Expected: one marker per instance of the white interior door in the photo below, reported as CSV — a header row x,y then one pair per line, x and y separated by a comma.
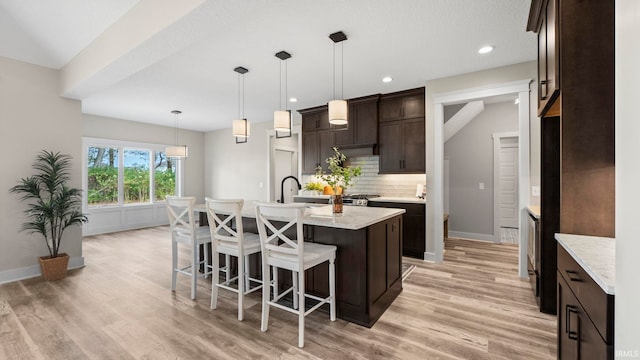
x,y
508,183
285,165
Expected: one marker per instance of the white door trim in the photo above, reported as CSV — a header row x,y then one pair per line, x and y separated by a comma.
x,y
434,198
497,142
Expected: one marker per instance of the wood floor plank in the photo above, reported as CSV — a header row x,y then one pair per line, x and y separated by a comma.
x,y
473,306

### Task directions:
Extract, verbatim, the lines from the one containing "Expected: one marker per instance of the wood" through the last line of the listing above.

### Exercise response:
Expected: one marker per instance of the wood floor plank in the photo above, reported as CSV — a header row x,y then one pair per line, x and y separated by a comma.
x,y
473,306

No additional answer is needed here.